**REQUEST 1:**
According to the biography of field hockey player Bianca Joyce, which club did she play for before moving to Perth?

**PASSAGE TO READ:**
....................
Bianca Joyce

Personal information
- Born: 21 March 1990 (age 36) Nantawarra, South Australia

Sport
- Sport: Field hockey
- Position: Midfielder

National team
- Years: Team / Caps / Goals
- 2011–2013: Australia / 38 / (1)

Medal record
Women's field hockey
Representing Australia
Champions Challenge I
| Gold medal – first place | 2012 Dublin | Team |

= Bianca Joyce =

Australian field hockey player

Bianca Joyce (née Greenshields; born 21 March 1990) is a former Australian field hockey player, who played as a midfielder.

==Personal life==
Bianca Joyce was born in Nantawarra, South Australia.

She married her husband, Tom, in 2013 and the pair now reside in Crystal Brook.

==Career==
===Club level===
During her career, Joyce was a member of Port Adelaide District Hockey Club before she moved to Perth, Western Australia in 2011 to join the Hockey Australia High Performance Program, as a member of the Hockeyroos squad.
....................
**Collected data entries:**
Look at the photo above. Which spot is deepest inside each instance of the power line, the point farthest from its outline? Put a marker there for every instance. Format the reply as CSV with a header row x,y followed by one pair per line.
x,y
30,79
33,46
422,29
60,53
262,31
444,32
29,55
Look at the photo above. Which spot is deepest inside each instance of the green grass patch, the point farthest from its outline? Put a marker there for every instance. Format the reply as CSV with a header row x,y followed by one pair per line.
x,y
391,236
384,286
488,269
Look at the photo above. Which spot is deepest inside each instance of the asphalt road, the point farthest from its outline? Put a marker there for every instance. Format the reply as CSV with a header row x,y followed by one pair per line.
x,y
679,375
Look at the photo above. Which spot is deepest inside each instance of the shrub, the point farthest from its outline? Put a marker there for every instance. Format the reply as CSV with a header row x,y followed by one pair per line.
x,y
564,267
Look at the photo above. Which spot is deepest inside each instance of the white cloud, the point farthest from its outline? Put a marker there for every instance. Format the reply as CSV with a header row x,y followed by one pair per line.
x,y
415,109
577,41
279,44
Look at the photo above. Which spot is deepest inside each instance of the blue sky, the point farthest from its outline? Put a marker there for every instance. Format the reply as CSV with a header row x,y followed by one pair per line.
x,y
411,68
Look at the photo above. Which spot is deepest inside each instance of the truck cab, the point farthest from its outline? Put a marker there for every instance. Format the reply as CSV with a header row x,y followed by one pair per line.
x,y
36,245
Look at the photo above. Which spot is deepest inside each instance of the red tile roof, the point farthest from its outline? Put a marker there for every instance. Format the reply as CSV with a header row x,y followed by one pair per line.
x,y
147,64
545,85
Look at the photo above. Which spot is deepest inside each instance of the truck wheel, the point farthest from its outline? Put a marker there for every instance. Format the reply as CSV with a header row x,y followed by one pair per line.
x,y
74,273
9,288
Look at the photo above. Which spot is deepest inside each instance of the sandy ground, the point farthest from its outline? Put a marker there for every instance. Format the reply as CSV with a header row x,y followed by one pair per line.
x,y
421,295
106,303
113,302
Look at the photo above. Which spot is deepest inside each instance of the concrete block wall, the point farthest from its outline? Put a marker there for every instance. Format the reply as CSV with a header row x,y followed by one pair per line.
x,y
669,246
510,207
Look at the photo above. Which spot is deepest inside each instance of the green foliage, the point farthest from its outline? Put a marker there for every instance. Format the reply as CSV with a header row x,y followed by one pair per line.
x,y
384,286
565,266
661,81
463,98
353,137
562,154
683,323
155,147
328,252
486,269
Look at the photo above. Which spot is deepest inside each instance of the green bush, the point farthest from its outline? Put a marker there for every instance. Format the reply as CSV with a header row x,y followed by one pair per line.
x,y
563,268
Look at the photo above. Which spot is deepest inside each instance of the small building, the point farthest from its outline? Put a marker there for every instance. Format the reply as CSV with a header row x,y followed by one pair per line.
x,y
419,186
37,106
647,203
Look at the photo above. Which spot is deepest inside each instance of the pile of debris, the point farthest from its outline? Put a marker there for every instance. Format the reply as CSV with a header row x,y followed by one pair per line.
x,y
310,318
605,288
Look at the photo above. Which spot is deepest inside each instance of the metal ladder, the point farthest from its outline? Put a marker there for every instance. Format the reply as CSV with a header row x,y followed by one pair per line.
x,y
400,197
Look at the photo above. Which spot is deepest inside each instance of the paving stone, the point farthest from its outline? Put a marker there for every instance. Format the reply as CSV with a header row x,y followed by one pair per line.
....................
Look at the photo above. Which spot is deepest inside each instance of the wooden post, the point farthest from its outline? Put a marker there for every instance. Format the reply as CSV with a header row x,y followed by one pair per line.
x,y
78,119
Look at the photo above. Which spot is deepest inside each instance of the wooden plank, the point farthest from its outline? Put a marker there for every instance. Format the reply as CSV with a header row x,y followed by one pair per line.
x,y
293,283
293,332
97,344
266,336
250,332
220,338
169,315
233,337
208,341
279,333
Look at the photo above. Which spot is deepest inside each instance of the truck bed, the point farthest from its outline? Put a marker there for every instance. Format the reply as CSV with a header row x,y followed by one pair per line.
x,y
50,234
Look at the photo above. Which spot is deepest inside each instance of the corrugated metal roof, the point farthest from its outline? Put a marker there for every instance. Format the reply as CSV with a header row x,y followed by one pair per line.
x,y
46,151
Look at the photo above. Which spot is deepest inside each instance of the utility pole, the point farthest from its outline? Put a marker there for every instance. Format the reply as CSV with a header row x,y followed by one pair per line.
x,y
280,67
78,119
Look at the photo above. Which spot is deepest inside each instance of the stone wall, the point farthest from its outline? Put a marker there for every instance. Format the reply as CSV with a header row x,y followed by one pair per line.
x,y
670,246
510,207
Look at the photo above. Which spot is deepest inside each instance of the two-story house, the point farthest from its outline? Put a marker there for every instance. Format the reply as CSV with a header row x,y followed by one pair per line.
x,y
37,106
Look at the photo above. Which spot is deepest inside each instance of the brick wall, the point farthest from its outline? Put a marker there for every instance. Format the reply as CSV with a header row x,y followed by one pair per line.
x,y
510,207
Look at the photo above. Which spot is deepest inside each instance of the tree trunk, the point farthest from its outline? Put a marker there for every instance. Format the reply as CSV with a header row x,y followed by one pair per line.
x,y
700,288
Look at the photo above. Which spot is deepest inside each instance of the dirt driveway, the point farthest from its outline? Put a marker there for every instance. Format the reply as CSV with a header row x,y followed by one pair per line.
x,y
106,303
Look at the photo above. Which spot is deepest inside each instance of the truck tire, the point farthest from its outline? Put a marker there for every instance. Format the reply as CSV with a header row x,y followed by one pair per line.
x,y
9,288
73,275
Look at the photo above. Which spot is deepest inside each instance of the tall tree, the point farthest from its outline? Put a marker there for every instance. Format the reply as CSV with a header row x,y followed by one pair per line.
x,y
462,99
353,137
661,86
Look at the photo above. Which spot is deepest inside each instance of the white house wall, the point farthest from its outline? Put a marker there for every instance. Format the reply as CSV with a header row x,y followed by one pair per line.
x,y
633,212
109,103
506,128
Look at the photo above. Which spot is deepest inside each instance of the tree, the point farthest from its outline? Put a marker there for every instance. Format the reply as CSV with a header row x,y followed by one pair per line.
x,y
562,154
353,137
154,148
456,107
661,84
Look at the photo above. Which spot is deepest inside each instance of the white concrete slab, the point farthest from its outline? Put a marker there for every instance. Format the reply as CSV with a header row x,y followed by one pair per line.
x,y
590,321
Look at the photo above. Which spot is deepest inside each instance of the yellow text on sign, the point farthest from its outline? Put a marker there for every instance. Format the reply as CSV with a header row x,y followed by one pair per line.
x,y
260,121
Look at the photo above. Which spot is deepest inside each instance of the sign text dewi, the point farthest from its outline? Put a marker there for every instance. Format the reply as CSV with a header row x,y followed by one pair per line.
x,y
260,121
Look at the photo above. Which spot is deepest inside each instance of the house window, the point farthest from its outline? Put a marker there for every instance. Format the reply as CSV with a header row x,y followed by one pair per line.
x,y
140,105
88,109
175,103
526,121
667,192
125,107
....................
**REQUEST 2:**
Put the lines of the listing between the lines holding "green bush, the" and "of the paving", inclusive, into a numbered list, leaving out any blank lines.

**TASK RESPONSE 1:**
Port Adelaide District Hockey Club.

**TASK RESPONSE 2:**
1. Look at the photo above. Which spot is deepest inside each instance of the green bush, the point farthest from its outline? Put a marker there for every instance. Format the reply as CSV with a header row x,y followed by one pair per line.
2. x,y
3. 563,268
4. Look at the photo above. Which spot is deepest inside each instance of the small building, the point farthest from its outline? Put a marker there for every instance. Format the reply as CSV with a header row x,y followed by one pair per line.
5. x,y
6. 419,186
7. 37,106
8. 647,203
9. Look at the photo above. Which spot is deepest inside each instance of the pile of debris, the point farthest from its outline? Put a marker there for every instance. Format the reply as CSV with a header row x,y followed by one pair per line.
10. x,y
11. 310,318
12. 605,288
13. Look at the photo above. Which spot is deepest inside each instance of the metal ladder, the point farthest from its outline? Put a marker there for every instance. Format the reply as CSV with a header row x,y followed by one pair per line.
14. x,y
15. 400,197
16. Look at the photo above. Which spot is deepest inside each instance of the paving stone, the point farthest from its outline? Put a marker there for every instance. Format the reply as CSV with a header row x,y followed by one pair per line.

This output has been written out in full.